(Point-based annotation data)
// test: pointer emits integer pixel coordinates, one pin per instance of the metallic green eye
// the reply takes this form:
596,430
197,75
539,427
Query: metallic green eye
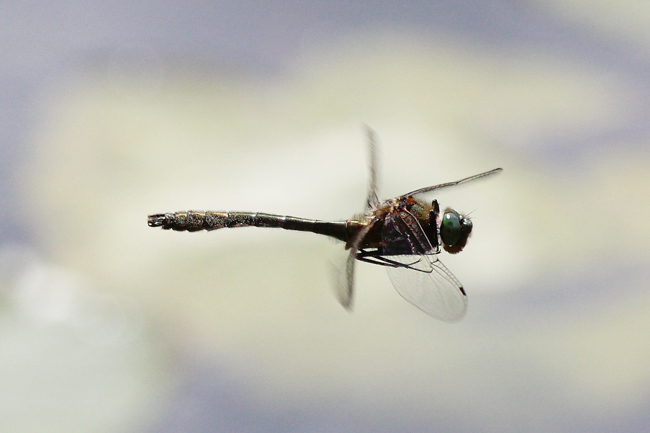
450,228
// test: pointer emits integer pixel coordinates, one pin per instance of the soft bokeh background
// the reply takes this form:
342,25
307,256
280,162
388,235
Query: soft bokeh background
113,111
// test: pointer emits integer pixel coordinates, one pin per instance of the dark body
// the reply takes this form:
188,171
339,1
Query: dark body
404,234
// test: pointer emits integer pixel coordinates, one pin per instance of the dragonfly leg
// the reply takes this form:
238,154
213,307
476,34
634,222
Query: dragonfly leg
376,258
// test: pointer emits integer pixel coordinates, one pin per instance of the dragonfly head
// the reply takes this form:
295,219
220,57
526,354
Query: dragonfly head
454,231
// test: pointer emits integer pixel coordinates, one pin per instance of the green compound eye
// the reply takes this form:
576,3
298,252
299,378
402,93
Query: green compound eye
450,228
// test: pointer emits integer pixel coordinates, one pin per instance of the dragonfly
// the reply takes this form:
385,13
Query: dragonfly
404,234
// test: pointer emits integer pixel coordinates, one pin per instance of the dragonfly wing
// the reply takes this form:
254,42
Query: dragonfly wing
372,201
345,282
426,283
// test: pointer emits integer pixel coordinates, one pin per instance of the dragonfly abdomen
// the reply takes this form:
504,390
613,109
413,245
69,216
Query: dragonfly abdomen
192,221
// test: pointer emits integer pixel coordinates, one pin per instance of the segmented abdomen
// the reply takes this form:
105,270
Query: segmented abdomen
192,221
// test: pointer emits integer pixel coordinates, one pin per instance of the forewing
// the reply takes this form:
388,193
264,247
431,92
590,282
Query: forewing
372,200
426,283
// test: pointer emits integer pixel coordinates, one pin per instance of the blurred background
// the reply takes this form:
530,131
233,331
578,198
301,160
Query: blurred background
114,111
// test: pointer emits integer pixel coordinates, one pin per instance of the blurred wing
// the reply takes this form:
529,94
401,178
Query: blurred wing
426,283
345,280
372,200
458,182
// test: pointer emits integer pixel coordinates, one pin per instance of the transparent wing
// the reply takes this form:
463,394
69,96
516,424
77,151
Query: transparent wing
458,182
426,283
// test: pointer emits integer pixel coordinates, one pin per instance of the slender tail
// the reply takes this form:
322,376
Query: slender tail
192,221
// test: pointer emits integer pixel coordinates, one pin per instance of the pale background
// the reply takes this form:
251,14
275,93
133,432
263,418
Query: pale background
113,111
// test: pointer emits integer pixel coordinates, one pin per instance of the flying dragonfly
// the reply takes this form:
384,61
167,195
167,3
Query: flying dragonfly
404,234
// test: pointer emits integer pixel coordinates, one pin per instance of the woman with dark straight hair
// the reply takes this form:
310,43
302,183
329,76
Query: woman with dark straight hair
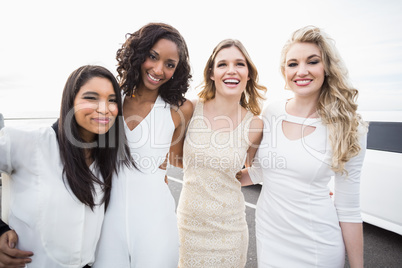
61,176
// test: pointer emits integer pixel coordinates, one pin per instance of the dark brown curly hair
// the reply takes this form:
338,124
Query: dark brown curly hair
134,52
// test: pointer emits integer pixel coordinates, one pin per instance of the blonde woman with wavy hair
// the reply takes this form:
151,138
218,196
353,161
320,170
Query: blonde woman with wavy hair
252,96
314,136
222,136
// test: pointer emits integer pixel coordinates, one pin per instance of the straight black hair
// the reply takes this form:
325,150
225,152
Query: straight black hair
108,151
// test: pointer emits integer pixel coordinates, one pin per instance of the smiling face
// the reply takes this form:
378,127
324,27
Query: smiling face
160,64
95,108
304,70
230,72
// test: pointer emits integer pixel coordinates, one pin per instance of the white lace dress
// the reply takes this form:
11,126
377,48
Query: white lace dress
211,212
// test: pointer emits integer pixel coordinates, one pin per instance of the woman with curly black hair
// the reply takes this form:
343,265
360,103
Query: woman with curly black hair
140,227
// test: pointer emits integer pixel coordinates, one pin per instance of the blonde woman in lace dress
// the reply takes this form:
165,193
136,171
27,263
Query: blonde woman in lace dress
222,136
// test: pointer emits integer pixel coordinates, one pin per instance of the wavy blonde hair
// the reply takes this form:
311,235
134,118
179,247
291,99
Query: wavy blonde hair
337,101
251,98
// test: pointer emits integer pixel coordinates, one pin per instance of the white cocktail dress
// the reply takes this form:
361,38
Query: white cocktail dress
140,226
297,222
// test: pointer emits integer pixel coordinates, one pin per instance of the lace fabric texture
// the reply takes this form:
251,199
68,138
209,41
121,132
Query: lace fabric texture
211,212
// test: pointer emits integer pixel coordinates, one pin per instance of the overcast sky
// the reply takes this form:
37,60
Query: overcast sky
42,42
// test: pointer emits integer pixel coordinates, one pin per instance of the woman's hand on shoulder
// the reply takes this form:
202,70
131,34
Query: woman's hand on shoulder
11,256
181,118
255,137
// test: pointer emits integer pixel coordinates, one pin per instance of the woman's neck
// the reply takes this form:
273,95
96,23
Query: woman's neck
143,94
302,107
224,106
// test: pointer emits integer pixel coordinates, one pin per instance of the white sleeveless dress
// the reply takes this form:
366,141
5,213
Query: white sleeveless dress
211,211
140,226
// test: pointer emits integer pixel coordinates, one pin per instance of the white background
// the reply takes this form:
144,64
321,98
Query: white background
42,42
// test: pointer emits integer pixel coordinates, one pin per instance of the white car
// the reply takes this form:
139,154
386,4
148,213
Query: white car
381,178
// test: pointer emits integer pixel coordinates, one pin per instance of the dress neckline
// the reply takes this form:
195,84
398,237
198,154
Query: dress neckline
201,108
298,119
145,118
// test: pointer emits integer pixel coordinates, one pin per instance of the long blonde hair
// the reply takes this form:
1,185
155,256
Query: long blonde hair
251,98
337,101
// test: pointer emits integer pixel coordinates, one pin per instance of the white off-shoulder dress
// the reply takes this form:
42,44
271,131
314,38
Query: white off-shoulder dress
140,226
297,222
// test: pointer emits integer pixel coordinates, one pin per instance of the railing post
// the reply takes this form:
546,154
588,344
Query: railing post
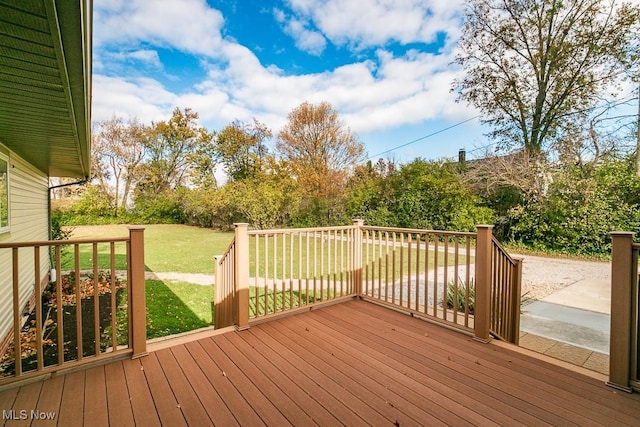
217,294
357,255
515,302
137,286
482,311
624,275
241,284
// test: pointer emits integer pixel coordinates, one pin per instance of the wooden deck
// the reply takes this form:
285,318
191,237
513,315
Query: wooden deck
353,363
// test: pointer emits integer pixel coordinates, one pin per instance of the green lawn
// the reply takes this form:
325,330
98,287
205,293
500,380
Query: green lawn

→ **Requirements**: Reproduce all the data above, replacing every "Query" with "Prompt" and leaving everything else unchanged. Omit the pictures from your answer.

→ **Task output**:
// test: pointer emits integer pixel coordinates, one pin per instance of the metallic green eye
// the reply takes this form:
596,430
197,75
539,427
Prompt: metallic green eye
450,228
// test: pointer emits integer pixel coordinates, one pin per instance of the soft bokeh background
// the reply takes this form:
342,25
307,256
280,162
388,235
Prompt: soft bokeh background
113,111
// test: pointer emits integer pixel coordinates, one pin per instance of the dark body
// the reply takes this form:
188,171
339,1
Prompt: dark body
404,234
// test: pointer emits integer pixel coordinates, one pin per instance of the dragonfly leg
// the reply takes this form:
238,154
213,307
476,34
634,222
Prompt: dragonfly leg
376,258
// test: pointer emits integer pixel coordinates, one pin per instance of the dragonfly head
// the reply takes this form:
295,219
220,57
526,354
Prompt: dragonfly head
454,231
// test: pointer emits integer pixel coordinates, one pin per instance of the green compound eye
// the reply takes this form:
576,3
298,252
299,378
402,93
Prompt: green compound eye
450,228
// test: pointer emits integer pixel coordinates, one pin per instance of the dragonfly
// the reply takes this form:
385,13
Prompt: dragonfly
404,234
// test: pointer emits integer pixel coordinates, one pin per instance of the dragonfly wing
// the reply takes this form:
254,42
Prompt: dragonfly wing
372,201
345,282
426,283
// test: pointer emits integer pixel coordinates, one pin per instance of the dragonfly abdomen
// the reply takes this form:
504,390
613,109
413,245
69,216
Prompt: dragonfly abdomen
192,221
// test: pointer emits integer pixel coordinates, one pin per instance of the segmented abdomen
// the reply takes this form:
105,270
Prompt: segmented abdomen
192,221
// test: pointer emits integer pixel coordinates, one pin per instance of the forewing
// the reply takes this form:
388,193
264,247
431,92
590,282
Prompt: forewing
372,200
426,283
// test: pointer emits integer pixel coordinates, one pin per instance of the blurred background
// the reply takes this form:
530,131
233,331
578,198
301,160
Prompt: blurred background
114,111
// test: pointer emits integer pixel coordinates, one pin per instance of the blurred wing
// the reply takes this form:
529,94
401,178
Prompt: blurred wing
426,283
345,280
372,200
458,182
// test: pointer emits integer pixel coordinates, one pin per instance of the transparent wing
// the reply takes this form:
463,394
69,96
516,424
77,151
Prompt: transparent wing
458,182
426,283
// test: pointer emits integer pixel coordinates, one pin per instance of the slender tail
// the reply takes this form:
322,376
Prompt: slender tail
192,221
// test: pointer emits integer pixel coordinates, one pin per instance of the pale background
// the reply takes this form:
251,14
275,93
133,432
263,418
Prompt: pale background
113,111
// test: pointer emits integer pixel coordinates, one pin per instance of the flying dragonfly
// the reply takes this form:
384,61
167,195
167,3
Prompt: flying dragonfly
404,234
// test: pointer emits integer pixel coordinates, one pin per instance of the woman with dark straight hair
// the reply takes this form:
310,43
302,183
329,76
Prompt: woman with dark straight hair
61,176
// test: pointer emits integer pixel coordinates, one pin per instance of the dark brown curly hair
// the reply takes this form:
338,124
Prompt: dark brown curly hair
134,52
// test: pointer emits integer pixel coordinates, one pin per instance of the blonde woman with wavy hair
// the reply takes this form:
151,138
218,196
353,161
320,170
Prompt: blonde woman with wavy hair
252,96
314,136
222,136
// test: pointer emits integer pixel coordinates, one pin per instance of the straight black hair
// the reply takes this form:
325,150
225,152
Prompt: straight black hair
108,151
// test: pointer emits integer pixel coordinates, one pin per instance of the smiling face
// the reply takes this form:
378,127
324,27
Prompt: smiling face
160,64
95,108
304,70
230,72
// test: pointer emits integer pixel coordinates, one pin per instance of the white lace dress
// the reply takes this form:
11,126
377,48
Prompt: white lace dress
211,212
// test: pointer emits integer pixel coordinates, one pin per instance of the woman with curly black hair
// the reply takes this form:
343,265
360,103
Prompt: woman with curly black hair
140,227
// test: pointer emits integer pixel coordinates, one pin per instance of the blonde woman in lace dress
// the reply takes this form:
165,193
136,171
27,263
Prompt: blonde woman in lace dress
222,136
// test: pointer emits integer pixel coordinates, one pin per instance of the wavy blonde hair
// the reply takes this form:
311,235
134,118
179,247
291,99
Prompt: wavy blonde hair
337,101
251,98
// test: pointer emits integer pixel coordinates, one pin per instance of the white cocktail dress
// the reply takes this form:
361,38
Prompt: white cocktail dress
140,226
297,222
// test: pointer emits integer pixel coordinates, one pin per instance of the lace fabric texture
// the reply takes this form:
251,199
68,138
209,41
121,132
Prompt: lace fabric texture
211,212
// test: pointer emits integer pixel coordinates, one pin per instance of the overcast sky
// the reply takes this form:
37,60
Prompt: overcast sky
42,42
// test: pointer emits integer pixel coordinates, one pin per instance of the woman's hand on shoulder
// the reply takes this form:
202,70
131,34
Prompt: woman's hand on shoulder
11,256
181,118
255,137
// test: pointer emits integer pixel coordinates, one pin per instance of the woman's neck
// the reply takes this form:
273,95
96,23
Prompt: woman's neck
143,94
302,107
224,106
// test: pointer emits integer pixel coordinates, one pin per instance of the white sleeveless dress
// the reply takes this form:
366,141
5,213
Prompt: white sleeveless dress
211,211
140,226
// test: pointer emits integer pixel coordinates, one pin per instance of the white background
// the reply takes this form:
144,64
321,98
Prompt: white background
42,42
// test: pointer emits integer pixel coordinates, one pin per instance of the white car
// the reply takes this form:
139,154
386,4
148,213
Prompt: white car
381,178
// test: pointer emits integer pixel coordinates, one pin per instance of the dress neckline
// the reply takes this form:
195,84
398,237
198,154
Prompt: dress neckline
201,108
298,119
145,118
// test: pointer emits integer pixel coordinates, one pin per instance of the long blonde hair
// the reply takes this form:
1,185
155,256
Prompt: long blonde hair
251,98
337,101
// test: pointer emits integer pixel coordinates, one pin per instance of the white off-shoulder dress
// the reply takes this form:
42,44
271,131
314,38
Prompt: white off-shoulder dress
140,226
297,222
// test: pointer emits integer pixel coordinates, one pin per instance of the railing post
// the reply takes this form:
546,154
588,344
Prompt: railing post
217,294
357,255
515,302
137,286
482,311
624,275
241,284
// test: pointer emits integer pixel coordinates, one pin per instance of the wooden deck
// the reply takes this form:
285,318
191,237
513,315
Prompt: wooden deck
353,363
// test: pointer emits integer pixel coordinates, one pin per instance of the green lawn
// the reply takes this form:
325,330
98,287
205,293
500,380
Prompt: green lawn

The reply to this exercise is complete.